Instructions to follow
Rescale the entries from their start through the line containing "POLYGON ((263 256, 263", inclusive. Reproduce every line, requests included, but multiply each coordinate in the answers by 0.45 and round it to a whole number, with halves rounded up.

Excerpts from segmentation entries
════════
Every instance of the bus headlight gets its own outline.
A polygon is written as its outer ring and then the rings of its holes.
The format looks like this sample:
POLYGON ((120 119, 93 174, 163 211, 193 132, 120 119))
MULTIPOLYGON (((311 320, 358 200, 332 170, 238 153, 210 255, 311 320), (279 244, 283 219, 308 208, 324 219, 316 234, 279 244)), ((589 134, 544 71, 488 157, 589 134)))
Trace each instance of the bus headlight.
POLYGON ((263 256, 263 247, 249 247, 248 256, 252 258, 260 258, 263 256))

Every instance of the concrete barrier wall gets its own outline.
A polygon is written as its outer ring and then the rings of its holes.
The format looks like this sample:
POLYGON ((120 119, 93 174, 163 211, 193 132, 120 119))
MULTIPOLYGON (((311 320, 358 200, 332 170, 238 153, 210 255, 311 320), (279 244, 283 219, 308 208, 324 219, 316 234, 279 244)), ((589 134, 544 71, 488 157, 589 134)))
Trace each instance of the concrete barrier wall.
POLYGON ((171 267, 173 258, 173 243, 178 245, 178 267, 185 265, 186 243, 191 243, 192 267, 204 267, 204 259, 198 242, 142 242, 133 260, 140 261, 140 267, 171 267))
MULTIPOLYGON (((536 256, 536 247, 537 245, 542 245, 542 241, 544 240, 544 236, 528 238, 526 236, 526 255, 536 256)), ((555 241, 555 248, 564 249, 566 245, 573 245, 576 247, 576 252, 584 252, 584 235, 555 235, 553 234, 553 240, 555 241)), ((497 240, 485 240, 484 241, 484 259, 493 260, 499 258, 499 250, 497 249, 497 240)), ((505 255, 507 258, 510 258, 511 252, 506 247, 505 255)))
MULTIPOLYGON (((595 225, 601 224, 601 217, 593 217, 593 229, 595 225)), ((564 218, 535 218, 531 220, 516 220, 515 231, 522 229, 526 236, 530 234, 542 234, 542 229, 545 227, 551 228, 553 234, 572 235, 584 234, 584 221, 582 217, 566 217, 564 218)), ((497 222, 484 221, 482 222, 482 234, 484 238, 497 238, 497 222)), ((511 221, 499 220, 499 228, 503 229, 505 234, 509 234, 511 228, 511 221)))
════════
Worked solution
Every instance of the bus headlight gets its own outline.
A polygon is written as its outer ring and then the rings of its holes.
The format looks like this sample:
POLYGON ((120 119, 93 174, 163 211, 193 132, 120 119))
MULTIPOLYGON (((311 320, 358 200, 332 170, 238 153, 210 255, 311 320), (279 244, 283 219, 308 208, 324 219, 316 234, 279 244)), ((589 134, 544 71, 488 157, 589 134)))
Trace each instance of the bus headlight.
POLYGON ((118 115, 118 111, 112 111, 112 115, 113 116, 117 116, 118 115))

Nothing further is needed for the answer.